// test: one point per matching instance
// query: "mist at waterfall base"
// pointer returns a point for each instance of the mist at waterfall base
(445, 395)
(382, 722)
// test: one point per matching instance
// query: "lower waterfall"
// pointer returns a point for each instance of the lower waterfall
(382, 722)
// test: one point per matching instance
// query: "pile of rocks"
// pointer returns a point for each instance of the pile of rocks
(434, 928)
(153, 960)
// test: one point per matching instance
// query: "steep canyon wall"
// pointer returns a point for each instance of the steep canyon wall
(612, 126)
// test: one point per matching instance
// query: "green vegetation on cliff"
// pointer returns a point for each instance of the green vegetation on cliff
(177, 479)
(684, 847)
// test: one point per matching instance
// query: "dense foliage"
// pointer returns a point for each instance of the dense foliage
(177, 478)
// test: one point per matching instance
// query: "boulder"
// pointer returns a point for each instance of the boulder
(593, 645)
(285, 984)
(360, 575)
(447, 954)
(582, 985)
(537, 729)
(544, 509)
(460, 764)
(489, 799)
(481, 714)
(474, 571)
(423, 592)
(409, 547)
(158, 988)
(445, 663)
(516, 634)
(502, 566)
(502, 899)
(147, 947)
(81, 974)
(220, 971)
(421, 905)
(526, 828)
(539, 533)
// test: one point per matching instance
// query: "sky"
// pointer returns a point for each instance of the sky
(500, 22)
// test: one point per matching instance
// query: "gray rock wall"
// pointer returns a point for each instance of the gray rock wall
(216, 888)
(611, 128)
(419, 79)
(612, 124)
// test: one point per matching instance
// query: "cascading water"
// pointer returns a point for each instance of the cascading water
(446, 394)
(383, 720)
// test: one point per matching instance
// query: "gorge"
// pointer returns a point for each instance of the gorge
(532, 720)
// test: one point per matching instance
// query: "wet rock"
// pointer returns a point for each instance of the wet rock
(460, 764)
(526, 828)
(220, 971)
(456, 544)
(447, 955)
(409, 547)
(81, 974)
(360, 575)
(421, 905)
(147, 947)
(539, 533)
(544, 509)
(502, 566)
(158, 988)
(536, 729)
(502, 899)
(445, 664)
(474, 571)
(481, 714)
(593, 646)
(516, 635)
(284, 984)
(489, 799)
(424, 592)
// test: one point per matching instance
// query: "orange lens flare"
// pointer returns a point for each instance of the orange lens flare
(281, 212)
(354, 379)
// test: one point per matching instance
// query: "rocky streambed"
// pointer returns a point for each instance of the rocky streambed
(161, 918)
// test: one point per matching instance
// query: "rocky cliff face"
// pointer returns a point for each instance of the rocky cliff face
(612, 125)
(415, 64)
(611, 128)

********

**Work request:** A word-for-word copy of the data is what should be returned.

**Answer to the problem:**
// test: one point per matching instance
// query: "mist at waterfall base"
// pointer returns a point for each instance of the mist at waterfall base
(445, 395)
(382, 722)
// test: one point per matching instance
// query: "lower waterfall"
// pointer returns a point for each instance of the lower waterfall
(382, 722)
// test: one point per matching instance
// query: "pile of rocks"
// pointer returns a point for each instance of the pile of rocks
(434, 928)
(153, 960)
// test: one point per matching instance
// query: "steep canyon wall"
// pointer returns a point for each instance of the steep canyon wall
(612, 126)
// test: one point per matching instance
// query: "green vegetation on cliff"
// pointer returns a point for each instance of the green vegetation on cliff
(177, 479)
(684, 847)
// test: one point per matching instance
// query: "dense foliage"
// pointer returns a point for each instance of the dense foliage
(177, 478)
// test: one point per matching instance
// query: "boulder"
// pointer returns a point for each instance of the boulder
(593, 645)
(285, 984)
(360, 575)
(447, 954)
(582, 985)
(537, 729)
(544, 509)
(460, 764)
(489, 799)
(481, 714)
(474, 571)
(423, 592)
(409, 547)
(158, 988)
(445, 663)
(516, 634)
(502, 566)
(502, 899)
(147, 947)
(81, 974)
(220, 971)
(421, 905)
(526, 828)
(539, 533)
// test: one point per matching instance
// query: "sky"
// pointer returns a point for each instance of the sky
(500, 22)
// test: one point per matching instance
// query: "gray rock wall"
// pointer returns a point for each instance of the gray rock wall
(216, 888)
(611, 128)
(419, 79)
(612, 124)
// test: one point per matching instance
// query: "cascading water"
// pointer returns a point for each instance of the cascading water
(446, 394)
(383, 720)
// test: one point per matching instance
// query: "gorge"
// pointer returns a point for each instance of the gorge
(532, 720)
// test: one point per matching instance
// query: "wet rock"
// pointer returns a point for each instance of the wet rock
(460, 764)
(526, 828)
(220, 971)
(456, 544)
(447, 955)
(409, 547)
(81, 974)
(360, 575)
(421, 905)
(147, 947)
(539, 533)
(544, 509)
(502, 566)
(158, 988)
(536, 729)
(502, 899)
(445, 664)
(474, 571)
(481, 714)
(593, 646)
(516, 635)
(284, 984)
(489, 799)
(424, 592)
// test: one point per matching instance
// query: "orange lens flare"
// pointer returns a point for each instance of the orange lens flare
(281, 212)
(354, 379)
// test: one point per matching instance
// query: "rocky streambed"
// pointer returns a point for each instance of the rocky streambed
(161, 918)
// test: one point per matching instance
// query: "rocky cliff face"
// pointer returns a point for each instance of the rocky cliff face
(612, 125)
(415, 64)
(611, 128)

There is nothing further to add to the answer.